## ASSIGNED TASK 1
Print the passage of the article on additives in organic food starting at "Amid health scares" and ending at "or even beneficial.".
## ASSIGNED TASK 2
In the article on sodium nitrite in organic bacon, which countries ban sodium nitrite as a food additive?
## ASSIGNED TASK 3
Carry the article on sodium nitrite in organic food forward from its last sentence.

Amid health scares about genetically modified food, BSE, salmonella and E coli, it’s no surprise that consumers have turned to organic produce.
However, having an organic label may not be any final proof of purity from harmful chemicals. The Soil Association (SA), the UK’s leading organic certification body, concedes
that it has granted licences for some 50 additives to be allowed into organic food. Francis Blake, the SA’s director of technical standards, claims that many of these, such as chalk or vitamin C, are innocuous or even beneficial.
But the SA has lately approved sodium nitrite for use as a preservative in bacon to prevent the development of food borne pathogens, such as salmonella and botulism. In large quantities, sodium nitrite has been implicated in cancers of the gastrointestinal system.
Nitrites react with amines, a group of chemicals found in food, to create nitrosamines, most of which have been shown to be carcinogenic. As nitrosamines have been shown to increase the risk of stomach and bowel cancers, legislation has been introduced in some countries to restrict nitrate levels in water, foods and cured meats. Sodium nitrite, as a food additive, is banned in Holland and Germany.
So why does the Soil Association allow the use of this preservative in organic meat, which to many consumers signifies “chemical free”? Could the SA guardians of food safety have caved in to pressure from Sainsbury plc, which wanted to stock organic products with a shelf life equivalent to normal processed foods?
Critics point out that the supermarket chain did provide donations to the SA last year. The SA itself admits that the sponsorship, totalling £20,000 about 1 per cent of the SA’s income for 1998 helped to fund a trade conference and to produce technical leaflets. The chairman of the association has also recently concluded a deal to sell organic sodium nitrite treated bacon to Sainsbury for the first time.
“There is no question that financial sponsorship of any kind would ever influence the decision making process of our standards committees,” says Blake.
“The Processing Standards Committee accepted the proposal on the grounds that use of nitrites would promote a safe and reliable curing process,” says Blake. The proposal was put to the UK Register of Organic Food Standards a government agency which determines organic food and was accepted last May.
“We are aware of the potential carcinogenic risk, but it’s a matter of choosing the lesser of two risks: the very small one from cancer, or the greater risk from E coli and botulism,” Blake adds.
The decision to permit sodium nitrite in processed bacon would seem to be backed by scientific research at the Aberdeen University Centre for Organic Agriculture and Department for Medicine and Therapeutics, which has investigated the safety of sodium nitrite for five years.

## THE DATA
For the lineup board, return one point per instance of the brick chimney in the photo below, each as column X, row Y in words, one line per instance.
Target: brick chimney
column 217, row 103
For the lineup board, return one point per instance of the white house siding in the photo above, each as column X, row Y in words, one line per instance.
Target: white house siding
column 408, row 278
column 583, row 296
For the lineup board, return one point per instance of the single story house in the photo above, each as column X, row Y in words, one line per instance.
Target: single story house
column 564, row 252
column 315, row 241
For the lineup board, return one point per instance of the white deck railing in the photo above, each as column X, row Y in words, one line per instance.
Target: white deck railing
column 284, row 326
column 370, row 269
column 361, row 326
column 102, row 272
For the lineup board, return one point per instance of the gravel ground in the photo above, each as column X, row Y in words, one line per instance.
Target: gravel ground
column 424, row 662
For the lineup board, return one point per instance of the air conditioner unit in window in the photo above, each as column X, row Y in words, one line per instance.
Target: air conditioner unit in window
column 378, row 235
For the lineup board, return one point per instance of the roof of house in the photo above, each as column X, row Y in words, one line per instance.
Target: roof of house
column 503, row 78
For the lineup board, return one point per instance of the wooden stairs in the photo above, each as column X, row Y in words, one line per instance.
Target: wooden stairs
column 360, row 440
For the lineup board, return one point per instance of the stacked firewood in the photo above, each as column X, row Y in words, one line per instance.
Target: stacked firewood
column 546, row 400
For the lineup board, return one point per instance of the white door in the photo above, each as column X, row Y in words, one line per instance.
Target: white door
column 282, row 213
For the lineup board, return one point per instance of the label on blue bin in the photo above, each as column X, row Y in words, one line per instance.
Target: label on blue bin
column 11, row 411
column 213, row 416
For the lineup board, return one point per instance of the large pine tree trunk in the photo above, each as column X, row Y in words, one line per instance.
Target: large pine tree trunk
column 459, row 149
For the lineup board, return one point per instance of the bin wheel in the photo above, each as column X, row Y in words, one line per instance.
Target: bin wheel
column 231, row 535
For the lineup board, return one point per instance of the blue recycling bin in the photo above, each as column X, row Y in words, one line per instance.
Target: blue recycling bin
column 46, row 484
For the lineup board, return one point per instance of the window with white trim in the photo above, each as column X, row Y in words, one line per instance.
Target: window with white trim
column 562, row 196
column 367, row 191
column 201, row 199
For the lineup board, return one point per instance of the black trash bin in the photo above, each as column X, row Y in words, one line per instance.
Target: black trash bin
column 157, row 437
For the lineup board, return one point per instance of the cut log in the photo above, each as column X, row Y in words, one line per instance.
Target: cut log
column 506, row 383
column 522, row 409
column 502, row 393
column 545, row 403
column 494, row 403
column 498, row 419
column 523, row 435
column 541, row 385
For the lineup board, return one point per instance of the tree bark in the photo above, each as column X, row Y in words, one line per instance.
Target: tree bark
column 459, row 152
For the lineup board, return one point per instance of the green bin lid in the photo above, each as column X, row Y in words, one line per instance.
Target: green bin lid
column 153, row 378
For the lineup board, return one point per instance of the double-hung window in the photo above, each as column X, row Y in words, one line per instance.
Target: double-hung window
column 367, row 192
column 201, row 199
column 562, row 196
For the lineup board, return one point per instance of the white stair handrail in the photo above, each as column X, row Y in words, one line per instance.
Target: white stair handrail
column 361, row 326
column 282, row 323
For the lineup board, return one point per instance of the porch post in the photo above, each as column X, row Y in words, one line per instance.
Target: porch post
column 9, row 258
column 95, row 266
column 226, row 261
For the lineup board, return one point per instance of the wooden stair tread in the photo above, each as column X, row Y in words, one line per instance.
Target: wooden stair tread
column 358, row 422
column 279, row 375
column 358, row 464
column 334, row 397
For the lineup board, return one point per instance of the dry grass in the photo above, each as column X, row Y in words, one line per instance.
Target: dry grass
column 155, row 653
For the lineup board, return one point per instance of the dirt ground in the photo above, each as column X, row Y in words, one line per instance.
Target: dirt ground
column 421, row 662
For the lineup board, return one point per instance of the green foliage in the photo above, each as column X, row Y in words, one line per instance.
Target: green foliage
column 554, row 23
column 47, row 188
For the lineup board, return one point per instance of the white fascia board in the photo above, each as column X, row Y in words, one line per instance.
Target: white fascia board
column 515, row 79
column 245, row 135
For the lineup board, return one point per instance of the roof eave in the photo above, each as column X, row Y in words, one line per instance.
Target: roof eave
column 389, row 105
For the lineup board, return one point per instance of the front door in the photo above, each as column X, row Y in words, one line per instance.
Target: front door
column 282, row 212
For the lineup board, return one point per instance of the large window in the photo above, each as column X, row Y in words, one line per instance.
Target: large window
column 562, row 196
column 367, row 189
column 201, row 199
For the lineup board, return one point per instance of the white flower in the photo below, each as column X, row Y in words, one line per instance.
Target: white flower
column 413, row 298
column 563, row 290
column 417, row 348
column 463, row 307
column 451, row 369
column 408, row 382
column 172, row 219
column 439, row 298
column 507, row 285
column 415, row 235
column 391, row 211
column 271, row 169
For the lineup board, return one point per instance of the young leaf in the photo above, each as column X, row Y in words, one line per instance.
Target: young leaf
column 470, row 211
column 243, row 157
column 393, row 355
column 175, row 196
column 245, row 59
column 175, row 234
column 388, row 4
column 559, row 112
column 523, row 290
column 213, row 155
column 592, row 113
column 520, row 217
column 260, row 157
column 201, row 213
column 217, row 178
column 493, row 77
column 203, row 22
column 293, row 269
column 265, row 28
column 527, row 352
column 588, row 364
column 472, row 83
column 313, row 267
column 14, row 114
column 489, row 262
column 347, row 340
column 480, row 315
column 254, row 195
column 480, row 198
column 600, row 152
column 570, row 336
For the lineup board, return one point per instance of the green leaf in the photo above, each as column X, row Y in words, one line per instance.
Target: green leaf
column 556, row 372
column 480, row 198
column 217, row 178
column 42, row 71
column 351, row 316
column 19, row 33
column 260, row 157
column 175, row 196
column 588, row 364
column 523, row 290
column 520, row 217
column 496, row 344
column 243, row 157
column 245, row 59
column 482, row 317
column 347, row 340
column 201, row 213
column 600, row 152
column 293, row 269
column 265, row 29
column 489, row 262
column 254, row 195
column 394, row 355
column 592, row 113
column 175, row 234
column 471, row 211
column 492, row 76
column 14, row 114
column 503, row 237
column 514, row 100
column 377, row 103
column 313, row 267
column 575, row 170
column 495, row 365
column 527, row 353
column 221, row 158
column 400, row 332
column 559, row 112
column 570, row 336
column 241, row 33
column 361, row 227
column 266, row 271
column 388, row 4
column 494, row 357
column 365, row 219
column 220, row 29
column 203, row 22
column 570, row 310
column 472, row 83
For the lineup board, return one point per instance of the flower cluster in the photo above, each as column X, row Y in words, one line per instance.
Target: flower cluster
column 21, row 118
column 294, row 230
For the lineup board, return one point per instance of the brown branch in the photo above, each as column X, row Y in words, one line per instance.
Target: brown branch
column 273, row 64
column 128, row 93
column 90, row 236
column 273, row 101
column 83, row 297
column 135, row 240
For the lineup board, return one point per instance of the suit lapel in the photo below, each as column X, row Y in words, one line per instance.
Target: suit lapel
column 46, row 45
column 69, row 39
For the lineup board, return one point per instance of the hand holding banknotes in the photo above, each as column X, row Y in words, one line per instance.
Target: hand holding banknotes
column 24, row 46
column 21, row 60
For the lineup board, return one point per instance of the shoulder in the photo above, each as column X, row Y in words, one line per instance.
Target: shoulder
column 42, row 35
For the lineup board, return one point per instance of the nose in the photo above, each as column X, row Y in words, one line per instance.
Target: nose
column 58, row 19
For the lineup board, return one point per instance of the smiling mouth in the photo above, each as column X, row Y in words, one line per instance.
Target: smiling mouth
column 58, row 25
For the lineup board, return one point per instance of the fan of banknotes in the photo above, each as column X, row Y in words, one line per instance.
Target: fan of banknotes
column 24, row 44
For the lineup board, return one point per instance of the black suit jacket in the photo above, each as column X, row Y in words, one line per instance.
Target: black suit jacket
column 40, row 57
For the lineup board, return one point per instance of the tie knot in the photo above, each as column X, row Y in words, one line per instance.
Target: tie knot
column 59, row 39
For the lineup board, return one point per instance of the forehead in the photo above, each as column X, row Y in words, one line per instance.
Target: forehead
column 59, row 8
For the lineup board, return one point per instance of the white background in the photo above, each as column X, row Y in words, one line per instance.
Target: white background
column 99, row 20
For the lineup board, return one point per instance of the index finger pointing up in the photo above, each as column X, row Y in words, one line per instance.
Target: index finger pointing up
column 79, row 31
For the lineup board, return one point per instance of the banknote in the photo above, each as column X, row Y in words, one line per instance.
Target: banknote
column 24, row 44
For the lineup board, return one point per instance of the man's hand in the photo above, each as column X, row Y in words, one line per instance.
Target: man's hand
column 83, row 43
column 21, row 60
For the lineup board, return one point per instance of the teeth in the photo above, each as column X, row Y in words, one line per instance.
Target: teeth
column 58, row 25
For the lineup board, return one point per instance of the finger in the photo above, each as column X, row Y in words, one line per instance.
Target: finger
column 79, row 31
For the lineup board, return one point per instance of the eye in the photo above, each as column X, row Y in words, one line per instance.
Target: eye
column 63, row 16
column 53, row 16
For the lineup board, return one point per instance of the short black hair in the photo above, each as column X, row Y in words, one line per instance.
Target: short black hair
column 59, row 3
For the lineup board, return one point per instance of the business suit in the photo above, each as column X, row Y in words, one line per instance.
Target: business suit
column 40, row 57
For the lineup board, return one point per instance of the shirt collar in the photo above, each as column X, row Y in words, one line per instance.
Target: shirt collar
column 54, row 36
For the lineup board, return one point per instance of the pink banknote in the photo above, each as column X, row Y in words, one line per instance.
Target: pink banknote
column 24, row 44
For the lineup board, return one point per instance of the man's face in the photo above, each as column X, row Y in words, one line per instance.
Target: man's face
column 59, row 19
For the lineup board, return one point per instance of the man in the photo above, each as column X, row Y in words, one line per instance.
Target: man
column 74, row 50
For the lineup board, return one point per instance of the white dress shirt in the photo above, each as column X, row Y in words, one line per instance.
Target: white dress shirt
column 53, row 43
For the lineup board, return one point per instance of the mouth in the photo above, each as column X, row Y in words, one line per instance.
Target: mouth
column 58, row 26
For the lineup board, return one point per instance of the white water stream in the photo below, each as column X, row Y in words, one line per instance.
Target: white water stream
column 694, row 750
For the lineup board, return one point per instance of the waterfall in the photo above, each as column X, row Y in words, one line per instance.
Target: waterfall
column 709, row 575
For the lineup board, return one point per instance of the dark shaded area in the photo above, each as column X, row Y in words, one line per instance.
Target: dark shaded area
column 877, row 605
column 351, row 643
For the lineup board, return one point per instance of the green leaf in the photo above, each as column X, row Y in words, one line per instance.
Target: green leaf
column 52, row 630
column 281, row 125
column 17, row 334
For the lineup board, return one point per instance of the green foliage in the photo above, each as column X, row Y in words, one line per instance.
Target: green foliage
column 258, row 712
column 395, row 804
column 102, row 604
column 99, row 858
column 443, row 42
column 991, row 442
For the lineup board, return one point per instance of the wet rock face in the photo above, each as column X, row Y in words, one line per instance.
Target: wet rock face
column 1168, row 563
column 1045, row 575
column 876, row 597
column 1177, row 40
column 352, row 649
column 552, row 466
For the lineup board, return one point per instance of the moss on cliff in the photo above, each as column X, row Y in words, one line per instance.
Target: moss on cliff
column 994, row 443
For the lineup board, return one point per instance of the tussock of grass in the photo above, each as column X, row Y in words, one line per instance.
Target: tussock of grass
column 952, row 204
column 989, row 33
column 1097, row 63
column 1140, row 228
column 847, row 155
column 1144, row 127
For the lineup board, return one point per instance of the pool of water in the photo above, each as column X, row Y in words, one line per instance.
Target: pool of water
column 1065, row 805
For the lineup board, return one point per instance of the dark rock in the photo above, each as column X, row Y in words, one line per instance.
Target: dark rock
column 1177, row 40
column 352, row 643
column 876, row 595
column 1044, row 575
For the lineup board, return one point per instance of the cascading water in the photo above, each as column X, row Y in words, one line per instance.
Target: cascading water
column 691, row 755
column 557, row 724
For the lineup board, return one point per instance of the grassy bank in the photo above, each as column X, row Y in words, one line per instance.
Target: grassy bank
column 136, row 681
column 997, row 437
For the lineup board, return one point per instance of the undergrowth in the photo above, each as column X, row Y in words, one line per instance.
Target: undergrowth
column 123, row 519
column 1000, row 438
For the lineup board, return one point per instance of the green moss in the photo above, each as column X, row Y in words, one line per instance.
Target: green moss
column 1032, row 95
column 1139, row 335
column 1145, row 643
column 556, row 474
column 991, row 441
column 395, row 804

## WRITTEN RESPONSE 1
Amid health scares about genetically modified food, BSE, salmonella and E coli, it’s no surprise that consumers have turned to organic produce.
However, having an organic label may not be any final proof of purity from harmful chemicals. The Soil Association (SA), the UK’s leading organic certification body, concedes
that it has granted licences for some 50 additives to be allowed into organic food. Francis Blake, the SA’s director of technical standards, claims that many of these, such as chalk or vitamin C, are innocuous or even beneficial.

## WRITTEN RESPONSE 2
Holland and Germany

## WRITTEN RESPONSE 3
The epidemiological association of dietary nitrate with the incidence of stomach cancer over the last 20 to 30 years has been contradictory, says Dr Carlo Leifert.
He claims evidence increasingly suggests that dietary nitrate uptake is “protective” against cancer and gastrointestinal diseases in animals and man.
Because vegetarians have a much higher intake of nitrate (from green, leafy vegetables) than non vegetarians, Leifert says they should be at increased risk of gastric cancer if nitrate is a critical factor. However, the contrary appears to be true (Comp Biochem Physiol, 1997; 118a: 939-48).
Nevertheless, there are many potential weaknesses in that type of study; vegetarians, for instance, are being compared with meat eaters, who may actually have a higher intake of nitrates in their diet. It also flies in
the face of long held evidence in the US that nitrites converted into nitrosamines are a major human carcinogen (Nature, 1970; 225: 21-3), producing tumours in many organs. Twenty five years ago, a US government advisory group recommended that the meat industry be given three years to find replacements for nitrites in meats.
The association has been shaken by the “unexpected controversy” surrounding the sodium nitrate issue, and may be forced to make its decision making policies more transparent. In future, the association will seek wider consultation by placing a notice in their magazine Living Earth.
Swaddles Green Farm, an organic farm in Devon, is horrified by these disclosures, viewing them as the “thin edge of the wedge”. Swaddles Green, like other organic farms, finds salt an effective disinfectant and preservative.
“This all smacks of big business to me,” says Charlotte Reynolds of Swaddles Green. “Once you allow some chemicals in, what’s to stop you from allowing in all the rest, so that there’s no difference between organic and ordinary meat?”